EXERCISE BRIEF:
Rewrite the material starting at the line containing "Spot the traffic" and ending at the end of the material, keeping the requests unchanged. Multiply every coordinate in the answers by 2.6 and round each to a whole number, with halves rounded up.

RECORDS FOR PROCESSING:

::::::::::

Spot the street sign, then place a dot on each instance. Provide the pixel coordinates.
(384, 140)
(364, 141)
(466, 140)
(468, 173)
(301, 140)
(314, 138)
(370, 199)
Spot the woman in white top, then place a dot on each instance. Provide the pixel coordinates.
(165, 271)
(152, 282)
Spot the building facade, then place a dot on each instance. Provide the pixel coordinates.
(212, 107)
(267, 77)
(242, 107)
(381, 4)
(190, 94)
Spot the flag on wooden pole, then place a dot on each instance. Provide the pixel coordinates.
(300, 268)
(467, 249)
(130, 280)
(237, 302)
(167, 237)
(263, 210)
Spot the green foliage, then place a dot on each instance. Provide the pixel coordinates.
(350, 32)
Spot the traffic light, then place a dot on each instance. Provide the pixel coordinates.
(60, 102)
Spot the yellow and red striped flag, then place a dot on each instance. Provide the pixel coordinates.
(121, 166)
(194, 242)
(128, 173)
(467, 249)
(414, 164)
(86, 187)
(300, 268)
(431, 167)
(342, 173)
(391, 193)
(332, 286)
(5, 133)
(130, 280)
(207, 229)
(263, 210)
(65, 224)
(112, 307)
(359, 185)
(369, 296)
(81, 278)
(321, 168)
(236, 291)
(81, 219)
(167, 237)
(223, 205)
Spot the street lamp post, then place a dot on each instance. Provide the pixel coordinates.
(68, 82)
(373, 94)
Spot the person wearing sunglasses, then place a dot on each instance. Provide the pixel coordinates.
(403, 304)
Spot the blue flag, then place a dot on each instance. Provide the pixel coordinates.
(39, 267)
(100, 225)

::::::::::

FINAL ANSWER:
Spot the traffic light, then place a dot on each instance. Provide the pixel coordinates.
(156, 265)
Spot the yellow and red striped flag, then place a dot on each instance. Provide the pixel coordinates.
(315, 432)
(504, 629)
(333, 450)
(1214, 647)
(1076, 426)
(224, 486)
(780, 697)
(1121, 434)
(889, 450)
(1017, 502)
(863, 744)
(13, 346)
(338, 728)
(538, 595)
(684, 546)
(169, 582)
(291, 798)
(933, 481)
(959, 770)
(211, 723)
(835, 437)
(614, 757)
(211, 569)
(434, 616)
(580, 533)
Spot the street lamp post, then place a dot on each instance. Provide the pixel coordinates.
(177, 213)
(970, 244)
Spot the person wearing sunglasses, then place a dot on each instance. Provide the pixel coordinates.
(1048, 790)
Spot the blue flag, then place a dot on each instance. Provide the pixel coordinates.
(101, 694)
(260, 585)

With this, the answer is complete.